■ Written request: Render the items below as a numbered list with no blank lines, beginning at the line that contains "point_to MUST place one pin on each instance of the cracked" and ending with the last line of the items.

■ Material for this task:
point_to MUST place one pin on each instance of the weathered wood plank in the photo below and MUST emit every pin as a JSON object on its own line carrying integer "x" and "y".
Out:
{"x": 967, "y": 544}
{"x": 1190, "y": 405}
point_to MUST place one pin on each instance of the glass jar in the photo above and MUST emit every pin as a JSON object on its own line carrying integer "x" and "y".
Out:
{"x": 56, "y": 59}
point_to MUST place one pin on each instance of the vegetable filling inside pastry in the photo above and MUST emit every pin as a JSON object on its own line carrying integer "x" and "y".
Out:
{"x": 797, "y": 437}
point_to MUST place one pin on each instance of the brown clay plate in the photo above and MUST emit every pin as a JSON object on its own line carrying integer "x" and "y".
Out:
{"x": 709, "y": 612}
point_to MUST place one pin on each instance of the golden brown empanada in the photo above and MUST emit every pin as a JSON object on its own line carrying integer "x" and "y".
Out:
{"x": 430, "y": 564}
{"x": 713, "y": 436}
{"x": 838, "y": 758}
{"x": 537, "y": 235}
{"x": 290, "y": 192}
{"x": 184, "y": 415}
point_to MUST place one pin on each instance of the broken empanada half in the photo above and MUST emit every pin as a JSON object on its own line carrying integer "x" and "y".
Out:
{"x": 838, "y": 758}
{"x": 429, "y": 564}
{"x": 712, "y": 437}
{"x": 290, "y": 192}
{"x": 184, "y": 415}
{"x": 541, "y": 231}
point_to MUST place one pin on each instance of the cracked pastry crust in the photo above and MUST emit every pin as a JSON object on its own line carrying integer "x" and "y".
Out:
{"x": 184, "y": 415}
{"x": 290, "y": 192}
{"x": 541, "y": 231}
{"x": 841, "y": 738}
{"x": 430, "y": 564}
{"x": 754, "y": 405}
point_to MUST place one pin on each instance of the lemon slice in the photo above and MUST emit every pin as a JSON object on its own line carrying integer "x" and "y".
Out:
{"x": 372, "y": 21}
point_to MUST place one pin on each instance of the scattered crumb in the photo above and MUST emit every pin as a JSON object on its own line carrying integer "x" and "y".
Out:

■ The completed task:
1. point_to MUST place one pin on each instance of the cracked pastry crust in the photo above and MUST emit every pin as a JSON object on its own line carrying integer "x" and "y".
2. Out:
3. {"x": 184, "y": 415}
4. {"x": 290, "y": 192}
5. {"x": 541, "y": 231}
6. {"x": 841, "y": 738}
7. {"x": 430, "y": 564}
8. {"x": 754, "y": 405}
9. point_to MUST place one pin on each instance of the lemon slice in the photo above and MUST emit every pin as a JSON object on its own line carrying integer "x" and "y".
10. Out:
11. {"x": 372, "y": 21}
12. point_to MUST place one pin on each instance of the scattered crumb in the photo above and MUST emit every pin as a JSON object on its own line carrying integer "x" and "y".
13. Out:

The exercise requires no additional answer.